[EXERCISE TASKS]:
[1] According to the text block, when the final bit of a multi-bit adder is implemented, what value is the carry-out output driven to?
[2] Repeat the part of the text block starting with "In various embodiments" and going on through "non-negative integer value.".

[TEXT BLOCK]:
— begin —

In one embodiment the logic cell can be selectively configured to provide the value of the carry-in input at the carry-out output while also providing any function of the K inputs at the primary output.
In one embodiment, the logic cell can be selectively configured to provide the value of the carry-in input at the sum output while also providing any function of the K inputs at the primary output.
In one embodiment, the logic cell can be selectively configured to provide one bit of an adder with the sum appearing at the sum output and a carry appearing at the carry-out output. In one embodiment, the logic cell can be selectively configured to implement the final bit of a multi-bit adder with the sum appearing at the sum output and the carry-out output selectively driven to a pre-determined value (e.g., 0 or 1).
In various embodiments K≤4 such as K=3 or K=4. In another embodiment, K≥4 such as 4 or 6. K is not limited to these values and may be any non-negative integer value.

— end —

[RECORDS SUPPLIED]:
— begin —

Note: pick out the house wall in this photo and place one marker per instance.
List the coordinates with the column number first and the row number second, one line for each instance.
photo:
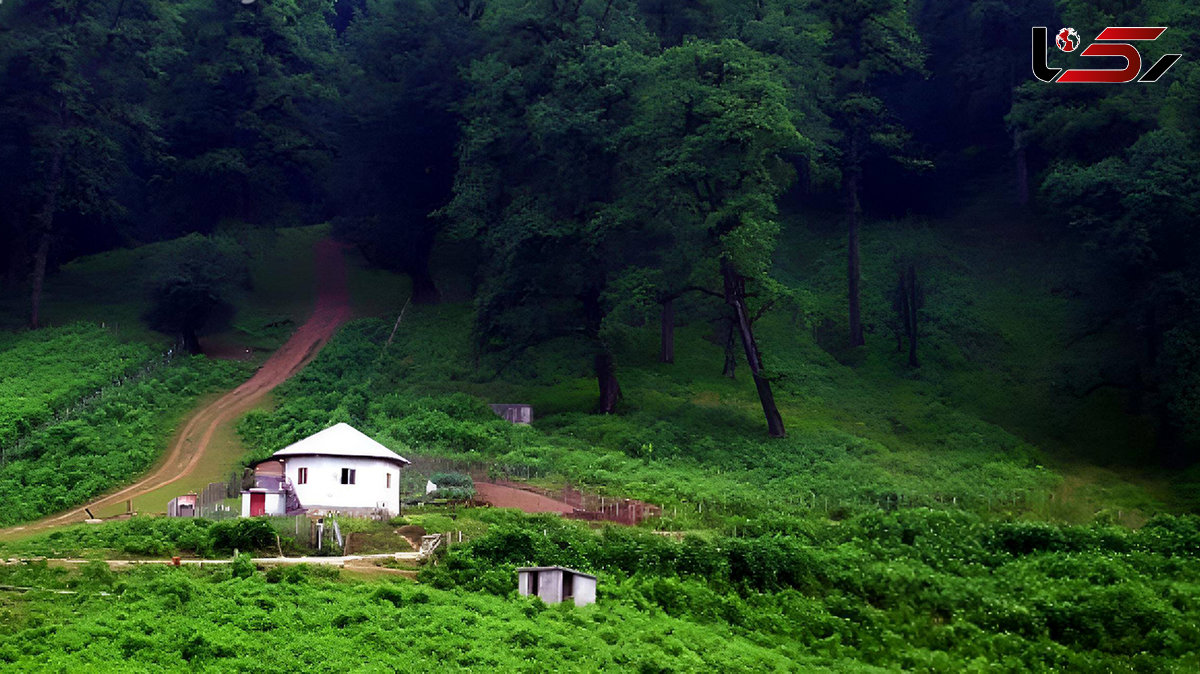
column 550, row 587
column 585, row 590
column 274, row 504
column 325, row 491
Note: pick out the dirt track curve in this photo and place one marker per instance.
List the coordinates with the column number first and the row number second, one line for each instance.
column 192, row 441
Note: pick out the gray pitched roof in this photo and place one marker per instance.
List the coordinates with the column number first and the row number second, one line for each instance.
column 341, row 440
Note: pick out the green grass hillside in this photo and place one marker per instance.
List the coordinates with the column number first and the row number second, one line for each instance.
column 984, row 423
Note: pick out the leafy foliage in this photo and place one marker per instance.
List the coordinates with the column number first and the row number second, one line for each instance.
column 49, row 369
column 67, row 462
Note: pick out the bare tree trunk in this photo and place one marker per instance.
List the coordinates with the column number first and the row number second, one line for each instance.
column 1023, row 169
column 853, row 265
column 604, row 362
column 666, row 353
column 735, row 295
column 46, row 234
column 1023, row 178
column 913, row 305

— end —
— begin —

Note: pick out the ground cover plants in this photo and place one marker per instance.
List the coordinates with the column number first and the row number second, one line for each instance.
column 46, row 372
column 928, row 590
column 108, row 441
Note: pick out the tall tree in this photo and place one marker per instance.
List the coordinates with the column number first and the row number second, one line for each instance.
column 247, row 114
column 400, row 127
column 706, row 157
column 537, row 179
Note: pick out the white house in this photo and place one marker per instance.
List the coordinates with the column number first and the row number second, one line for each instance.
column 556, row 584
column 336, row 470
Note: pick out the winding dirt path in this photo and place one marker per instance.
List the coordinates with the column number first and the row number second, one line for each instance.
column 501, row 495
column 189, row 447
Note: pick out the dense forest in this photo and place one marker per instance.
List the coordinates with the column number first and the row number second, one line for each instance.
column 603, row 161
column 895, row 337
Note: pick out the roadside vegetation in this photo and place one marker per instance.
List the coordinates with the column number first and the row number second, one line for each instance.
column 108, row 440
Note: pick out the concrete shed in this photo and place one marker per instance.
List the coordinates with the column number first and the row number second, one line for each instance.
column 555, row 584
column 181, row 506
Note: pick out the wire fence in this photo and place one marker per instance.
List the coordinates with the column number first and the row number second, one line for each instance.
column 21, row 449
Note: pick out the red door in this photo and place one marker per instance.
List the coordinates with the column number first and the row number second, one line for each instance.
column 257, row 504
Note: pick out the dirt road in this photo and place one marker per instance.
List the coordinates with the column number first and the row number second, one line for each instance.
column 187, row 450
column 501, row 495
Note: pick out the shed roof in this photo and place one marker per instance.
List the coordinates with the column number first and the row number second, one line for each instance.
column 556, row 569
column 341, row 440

— end —

[RESULTS OF THE TASKS]:
[1] A pre-determined value, such as 0 or 1.

[2]
In various embodiments K≤4 such as K=3 or K=4. In another embodiment, K≥4 such as 4 or 6. K is not limited to these values and may be any non-negative integer value.